The tasks —
• 1. Could you reproduce the message on quantum time travel in the stretch from "Re: Quantum Time" through "your claim, either.", renaming "Quantum Time Travel" as "Quantum Branching"?
• 2. Does each statement agree with the message on quantum time travel? Answer yes or no for each, quoting the deciding words. (a) The message is dated Monday, 28 February 2000. (b) The reply holds that an objective reality must contain at least one observer. (c) The earlier discussion rested on Everett's MWI of QM.
• 3. In the message on quantum time travel, what does GSLevy say the forest now is?

Re: Quantum Time Travel

From: Jacques M. Mallah <jqm1584.domain.name.hidden>
Date: Mon, 28 Feb 2000 19:07:37 -0500 (EST)

On Mon, 28 Feb 2000 GSLevy.domain.name.hidden wrote:
> jqm1584.domain.name.hidden writes:
> > The objective description of a system is not an observer state
> > within that system. Your above definitions don't seem to have any bearing
> > on your claim, either.
>
> It would be a pity to give up now. We are so close. We are now touching the
> issue about the tree that falls in the forest and there is no one to see or
> hear it. Except that now the forest is the plenitude itself.

> The way I understand your concept of "objective reality" is a reality which
> does not necessarily contain any observer to be "real."

        An objective reality does not necessarily contain an observer,
and may contain one or more observers.

> Let's proceed by Reductio Ad Absurdum.

        If only I had a dime for every time *I've* said that to you guys!

> Let us define an "objective reality"
> as a SUBSET of the Plenitude as seen from a frame of reference which DOES NOT
> CONTAIN ANY OBSERVER.

        I'm a bit confused by that definition. I thought you previously
defined "frame of reference" to be an observation. Also, the previous
discussion was based on Everett's MWI of QM, but now you seem to be
invoking the AUH.

Dataset content —
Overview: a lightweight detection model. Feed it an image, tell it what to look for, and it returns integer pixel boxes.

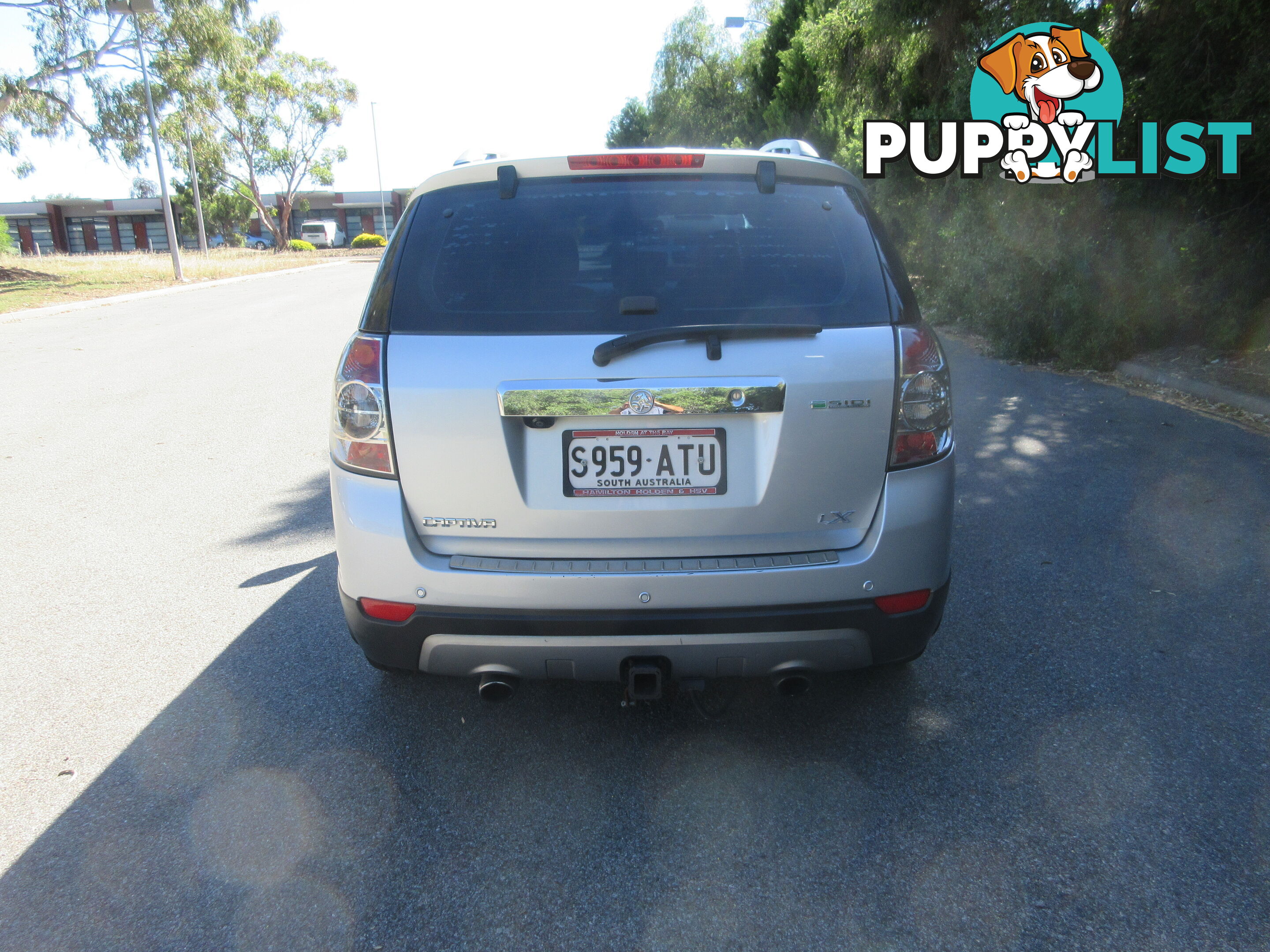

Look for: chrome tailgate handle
[498,377,785,416]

Responses by task —
• 1.
Re: Quantum Branching

From: Jacques M. Mallah <jqm1584.domain.name.hidden>
Date: Mon, 28 Feb 2000 19:07:37 -0500 (EST)

On Mon, 28 Feb 2000 GSLevy.domain.name.hidden wrote:
> jqm1584.domain.name.hidden writes:
> > The objective description of a system is not an observer state
> > within that system. Your above definitions don't seem to have any bearing
> > on your claim, either.

• 2.
(a) Yes: "Date: Mon, 28 Feb 2000 19:07:37 -0500 (EST)"
(b) No: "An objective reality does not necessarily contain an observer, and may contain one or more observers."
(c) Yes: "the previous discussion was based on Everett's MWI of QM"

• 3. The plenitude itself.